## STATED EXERCISE
Transcribe, word for word, the line containing "of the gravel" and each line following it through the end of the listing below. Omit all other lines.

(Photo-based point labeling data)
***

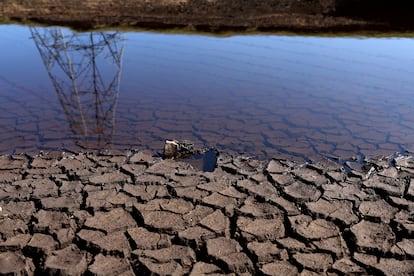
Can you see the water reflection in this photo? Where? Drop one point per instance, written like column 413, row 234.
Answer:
column 266, row 96
column 85, row 70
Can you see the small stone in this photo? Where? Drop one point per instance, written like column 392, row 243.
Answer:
column 261, row 229
column 238, row 263
column 41, row 244
column 373, row 236
column 256, row 209
column 12, row 263
column 266, row 252
column 312, row 229
column 289, row 207
column 335, row 245
column 65, row 236
column 404, row 248
column 302, row 192
column 222, row 246
column 337, row 210
column 15, row 243
column 144, row 239
column 191, row 193
column 177, row 206
column 217, row 223
column 12, row 227
column 410, row 191
column 133, row 170
column 194, row 236
column 50, row 221
column 279, row 268
column 310, row 176
column 184, row 255
column 347, row 267
column 275, row 166
column 108, row 265
column 195, row 216
column 150, row 267
column 293, row 245
column 165, row 221
column 379, row 210
column 281, row 179
column 44, row 188
column 318, row 262
column 202, row 268
column 145, row 192
column 264, row 190
column 217, row 200
column 141, row 158
column 21, row 210
column 112, row 221
column 66, row 202
column 391, row 186
column 108, row 178
column 67, row 261
column 402, row 203
column 387, row 266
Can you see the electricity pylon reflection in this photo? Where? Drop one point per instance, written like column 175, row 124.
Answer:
column 85, row 70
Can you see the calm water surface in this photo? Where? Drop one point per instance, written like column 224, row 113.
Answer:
column 265, row 96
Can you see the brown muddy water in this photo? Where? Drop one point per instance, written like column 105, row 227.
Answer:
column 265, row 96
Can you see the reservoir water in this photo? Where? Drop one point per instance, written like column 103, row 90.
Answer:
column 296, row 97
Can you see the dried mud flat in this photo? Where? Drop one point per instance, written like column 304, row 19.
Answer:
column 134, row 214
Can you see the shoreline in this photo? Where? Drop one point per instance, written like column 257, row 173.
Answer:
column 79, row 212
column 217, row 16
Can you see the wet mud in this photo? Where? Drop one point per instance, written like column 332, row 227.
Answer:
column 129, row 213
column 203, row 15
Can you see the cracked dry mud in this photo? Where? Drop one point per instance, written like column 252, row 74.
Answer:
column 133, row 214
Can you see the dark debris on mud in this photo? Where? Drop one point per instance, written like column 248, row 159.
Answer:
column 135, row 214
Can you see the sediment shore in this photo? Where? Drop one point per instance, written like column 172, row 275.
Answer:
column 129, row 213
column 218, row 15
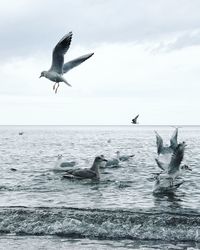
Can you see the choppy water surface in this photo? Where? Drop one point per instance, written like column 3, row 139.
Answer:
column 35, row 200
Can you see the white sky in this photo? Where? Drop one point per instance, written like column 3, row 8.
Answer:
column 146, row 61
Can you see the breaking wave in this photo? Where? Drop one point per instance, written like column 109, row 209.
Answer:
column 100, row 224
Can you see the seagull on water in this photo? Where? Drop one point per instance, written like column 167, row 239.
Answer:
column 61, row 165
column 134, row 120
column 86, row 173
column 58, row 68
column 123, row 157
column 166, row 149
column 174, row 168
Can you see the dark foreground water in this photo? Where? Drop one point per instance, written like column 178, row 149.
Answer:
column 40, row 210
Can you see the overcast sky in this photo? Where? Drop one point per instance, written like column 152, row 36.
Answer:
column 146, row 61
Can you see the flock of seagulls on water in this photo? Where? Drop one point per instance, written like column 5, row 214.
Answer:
column 169, row 157
column 168, row 161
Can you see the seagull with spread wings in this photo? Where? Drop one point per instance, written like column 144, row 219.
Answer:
column 58, row 68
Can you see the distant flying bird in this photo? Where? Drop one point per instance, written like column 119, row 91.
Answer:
column 58, row 68
column 134, row 120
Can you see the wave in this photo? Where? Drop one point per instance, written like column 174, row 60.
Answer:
column 101, row 224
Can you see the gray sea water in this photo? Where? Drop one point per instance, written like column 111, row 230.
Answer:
column 41, row 210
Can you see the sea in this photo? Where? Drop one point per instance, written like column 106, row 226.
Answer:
column 39, row 209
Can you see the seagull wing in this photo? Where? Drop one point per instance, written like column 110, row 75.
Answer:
column 160, row 164
column 58, row 53
column 85, row 173
column 71, row 64
column 159, row 143
column 176, row 158
column 173, row 140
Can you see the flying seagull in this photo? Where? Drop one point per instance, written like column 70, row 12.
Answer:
column 174, row 169
column 58, row 68
column 134, row 120
column 161, row 149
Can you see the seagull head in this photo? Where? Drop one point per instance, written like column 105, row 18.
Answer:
column 59, row 157
column 100, row 158
column 186, row 168
column 43, row 74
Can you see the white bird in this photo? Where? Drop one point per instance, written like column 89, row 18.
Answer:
column 161, row 149
column 58, row 68
column 86, row 173
column 174, row 168
column 134, row 120
column 164, row 185
column 123, row 157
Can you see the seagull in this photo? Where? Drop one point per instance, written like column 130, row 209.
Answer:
column 166, row 149
column 60, row 165
column 123, row 157
column 163, row 185
column 86, row 173
column 174, row 169
column 134, row 120
column 58, row 68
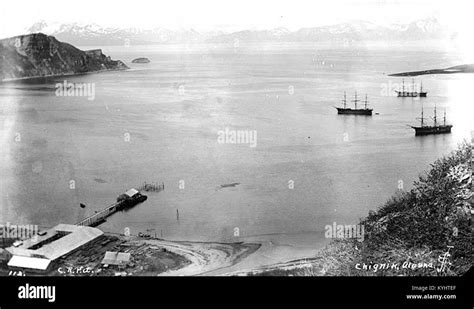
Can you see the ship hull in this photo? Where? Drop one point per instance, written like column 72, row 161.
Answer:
column 432, row 130
column 409, row 94
column 350, row 111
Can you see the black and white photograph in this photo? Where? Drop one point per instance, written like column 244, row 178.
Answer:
column 250, row 138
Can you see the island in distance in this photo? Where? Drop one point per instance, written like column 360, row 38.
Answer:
column 39, row 55
column 141, row 60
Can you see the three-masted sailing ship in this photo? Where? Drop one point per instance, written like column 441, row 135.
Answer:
column 354, row 111
column 411, row 92
column 436, row 128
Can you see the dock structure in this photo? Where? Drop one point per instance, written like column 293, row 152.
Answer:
column 126, row 200
column 100, row 216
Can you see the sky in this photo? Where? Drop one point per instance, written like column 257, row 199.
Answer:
column 225, row 15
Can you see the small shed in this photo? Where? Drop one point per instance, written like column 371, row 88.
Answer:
column 116, row 258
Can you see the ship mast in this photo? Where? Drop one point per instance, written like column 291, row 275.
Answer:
column 422, row 118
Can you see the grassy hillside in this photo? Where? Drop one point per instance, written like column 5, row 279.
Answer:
column 414, row 227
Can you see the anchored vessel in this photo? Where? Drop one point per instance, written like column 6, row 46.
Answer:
column 435, row 128
column 406, row 93
column 354, row 111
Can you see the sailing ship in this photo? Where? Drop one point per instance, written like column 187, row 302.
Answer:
column 435, row 128
column 411, row 93
column 354, row 111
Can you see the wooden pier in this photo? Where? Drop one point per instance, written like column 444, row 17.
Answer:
column 126, row 200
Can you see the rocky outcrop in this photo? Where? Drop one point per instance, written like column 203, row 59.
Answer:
column 39, row 55
column 141, row 60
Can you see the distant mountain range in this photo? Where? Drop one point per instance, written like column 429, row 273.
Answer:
column 94, row 35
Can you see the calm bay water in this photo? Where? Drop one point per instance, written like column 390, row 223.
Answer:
column 172, row 109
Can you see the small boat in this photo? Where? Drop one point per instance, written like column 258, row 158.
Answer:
column 435, row 128
column 354, row 111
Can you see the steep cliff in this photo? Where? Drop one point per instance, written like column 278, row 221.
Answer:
column 38, row 55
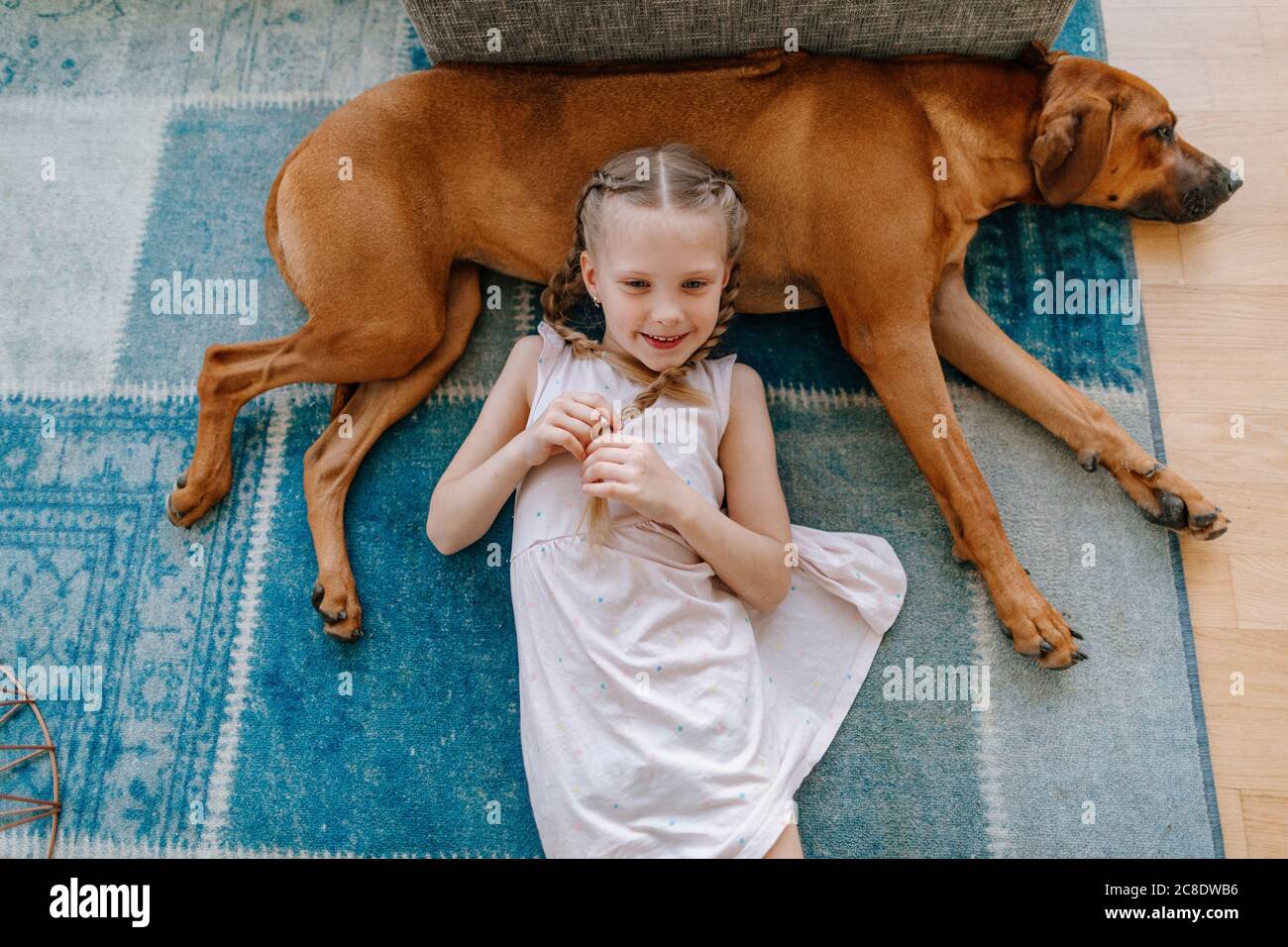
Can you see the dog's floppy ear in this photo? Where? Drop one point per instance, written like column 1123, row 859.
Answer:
column 1035, row 55
column 1070, row 146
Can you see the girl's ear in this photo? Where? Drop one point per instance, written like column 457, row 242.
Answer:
column 589, row 277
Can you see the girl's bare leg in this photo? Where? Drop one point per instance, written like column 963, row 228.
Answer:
column 789, row 844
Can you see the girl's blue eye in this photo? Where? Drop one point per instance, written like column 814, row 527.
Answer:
column 700, row 282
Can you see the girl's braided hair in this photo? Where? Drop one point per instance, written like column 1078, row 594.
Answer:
column 671, row 175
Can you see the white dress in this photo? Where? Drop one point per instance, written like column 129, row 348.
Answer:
column 658, row 714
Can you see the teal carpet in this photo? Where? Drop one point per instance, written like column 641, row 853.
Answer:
column 226, row 724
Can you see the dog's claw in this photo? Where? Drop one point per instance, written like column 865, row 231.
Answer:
column 1171, row 510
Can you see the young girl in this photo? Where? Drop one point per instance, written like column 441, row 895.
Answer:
column 681, row 671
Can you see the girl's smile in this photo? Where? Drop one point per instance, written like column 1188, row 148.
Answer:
column 664, row 342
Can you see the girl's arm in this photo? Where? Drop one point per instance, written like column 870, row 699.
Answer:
column 489, row 464
column 748, row 548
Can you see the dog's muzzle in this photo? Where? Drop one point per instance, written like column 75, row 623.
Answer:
column 1194, row 204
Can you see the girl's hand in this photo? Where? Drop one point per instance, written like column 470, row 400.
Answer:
column 629, row 470
column 570, row 423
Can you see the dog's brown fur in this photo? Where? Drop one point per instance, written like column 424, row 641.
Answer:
column 464, row 166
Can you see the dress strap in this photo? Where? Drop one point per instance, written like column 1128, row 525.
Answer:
column 721, row 377
column 553, row 350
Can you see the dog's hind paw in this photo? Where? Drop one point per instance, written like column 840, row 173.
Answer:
column 342, row 621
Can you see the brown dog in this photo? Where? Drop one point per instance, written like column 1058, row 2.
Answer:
column 465, row 165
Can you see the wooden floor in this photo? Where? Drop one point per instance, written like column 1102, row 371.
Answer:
column 1216, row 309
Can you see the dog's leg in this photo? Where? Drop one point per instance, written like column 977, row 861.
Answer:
column 896, row 350
column 331, row 462
column 973, row 342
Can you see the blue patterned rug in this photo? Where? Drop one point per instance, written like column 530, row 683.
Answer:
column 227, row 723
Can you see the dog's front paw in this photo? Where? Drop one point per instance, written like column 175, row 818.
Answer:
column 338, row 604
column 1167, row 499
column 193, row 495
column 1035, row 628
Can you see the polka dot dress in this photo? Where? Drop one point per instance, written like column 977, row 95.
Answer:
column 660, row 715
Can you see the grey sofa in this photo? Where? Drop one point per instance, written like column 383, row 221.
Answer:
column 638, row 30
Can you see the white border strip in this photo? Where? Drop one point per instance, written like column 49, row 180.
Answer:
column 248, row 622
column 988, row 758
column 35, row 844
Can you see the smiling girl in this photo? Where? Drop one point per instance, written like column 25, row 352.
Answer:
column 682, row 667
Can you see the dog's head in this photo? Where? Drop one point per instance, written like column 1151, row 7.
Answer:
column 1108, row 140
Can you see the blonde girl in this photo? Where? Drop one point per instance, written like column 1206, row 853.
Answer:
column 690, row 655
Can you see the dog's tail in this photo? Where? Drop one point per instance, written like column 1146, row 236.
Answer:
column 274, row 244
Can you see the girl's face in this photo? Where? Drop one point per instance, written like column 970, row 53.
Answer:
column 660, row 277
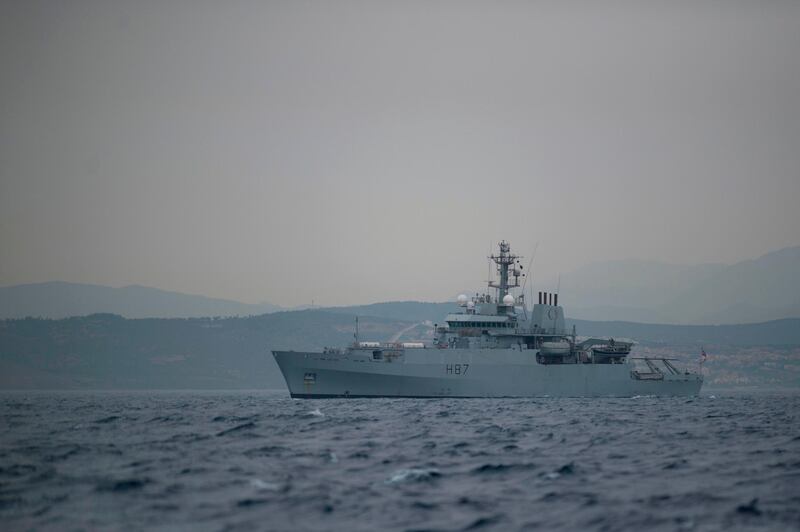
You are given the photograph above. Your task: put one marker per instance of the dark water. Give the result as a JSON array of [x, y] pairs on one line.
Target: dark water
[[235, 460]]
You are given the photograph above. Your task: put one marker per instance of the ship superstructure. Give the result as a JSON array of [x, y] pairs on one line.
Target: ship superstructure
[[494, 346]]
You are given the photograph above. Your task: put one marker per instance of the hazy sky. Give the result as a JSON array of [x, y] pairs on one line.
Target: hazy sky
[[363, 151]]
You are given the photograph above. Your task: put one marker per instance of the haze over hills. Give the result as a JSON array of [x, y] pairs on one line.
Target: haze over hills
[[752, 291], [61, 300]]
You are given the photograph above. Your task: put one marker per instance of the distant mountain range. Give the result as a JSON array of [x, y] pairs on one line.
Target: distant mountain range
[[61, 300], [766, 288], [763, 289], [104, 351]]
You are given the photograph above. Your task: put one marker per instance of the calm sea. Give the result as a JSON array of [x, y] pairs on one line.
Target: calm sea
[[259, 460]]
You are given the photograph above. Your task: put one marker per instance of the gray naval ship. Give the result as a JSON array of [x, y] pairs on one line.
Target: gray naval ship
[[494, 347]]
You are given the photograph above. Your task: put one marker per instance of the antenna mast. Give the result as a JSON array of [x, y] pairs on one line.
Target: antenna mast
[[506, 265]]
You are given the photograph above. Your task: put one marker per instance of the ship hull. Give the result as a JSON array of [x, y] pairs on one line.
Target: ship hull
[[465, 373]]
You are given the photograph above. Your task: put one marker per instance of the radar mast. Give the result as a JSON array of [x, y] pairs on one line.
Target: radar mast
[[507, 265]]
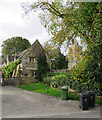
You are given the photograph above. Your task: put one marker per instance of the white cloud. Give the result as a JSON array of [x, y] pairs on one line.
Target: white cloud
[[13, 24]]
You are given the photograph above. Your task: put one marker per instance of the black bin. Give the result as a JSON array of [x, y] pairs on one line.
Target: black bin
[[84, 101], [91, 98]]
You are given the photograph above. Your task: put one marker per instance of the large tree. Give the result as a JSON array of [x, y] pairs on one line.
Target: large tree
[[65, 21], [14, 45]]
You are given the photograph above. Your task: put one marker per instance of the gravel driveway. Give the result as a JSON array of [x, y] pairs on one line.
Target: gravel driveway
[[19, 103]]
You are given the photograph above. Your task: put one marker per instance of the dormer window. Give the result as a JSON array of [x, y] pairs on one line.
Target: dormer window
[[32, 59]]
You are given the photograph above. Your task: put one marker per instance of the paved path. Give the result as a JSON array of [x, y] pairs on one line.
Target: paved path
[[19, 103]]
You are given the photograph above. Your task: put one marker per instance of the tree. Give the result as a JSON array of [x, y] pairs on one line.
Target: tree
[[65, 21], [59, 61], [57, 58], [42, 65], [14, 45]]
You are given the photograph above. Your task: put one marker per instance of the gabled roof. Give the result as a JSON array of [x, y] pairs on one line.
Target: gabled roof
[[25, 51]]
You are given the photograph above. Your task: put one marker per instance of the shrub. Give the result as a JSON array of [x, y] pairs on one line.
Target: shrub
[[8, 69]]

***

## THE SOLUTION
You are given the photograph above. Your task: put one marker per instance of the gravel driveway. Give the result as a JSON array of [x, y] pairs on one line.
Target: gravel driveway
[[19, 103]]
You are given the photograph above. Your task: put one marker per instance of the dormer window. Give the result as a JSON array of [x, y] pairs on one line.
Target: dormer window
[[32, 59]]
You are given the photograph above. Your task: put one marker per instance of the paved path. Give the result as a JSON array of [x, y] pairs on one line.
Target: paved path
[[19, 103]]
You are given the photograph above. Your task: put one marker per instance of the tree. Give the result as a JSON array of [x, y] pairs on one line.
Target: tree
[[65, 21], [59, 61], [57, 58], [42, 65], [14, 45]]
You are given the photograph above. Your task: put one marker per instance of the gabled roof. Give the result as a JSON array of [x, y] pairs on one line.
Target: gabled roof
[[25, 51]]
You are given the photograph above. Your task: put one marker per instance of the shrub. Give the result as a JSON array of [x, y] pairs on one line.
Target: shrub
[[8, 69]]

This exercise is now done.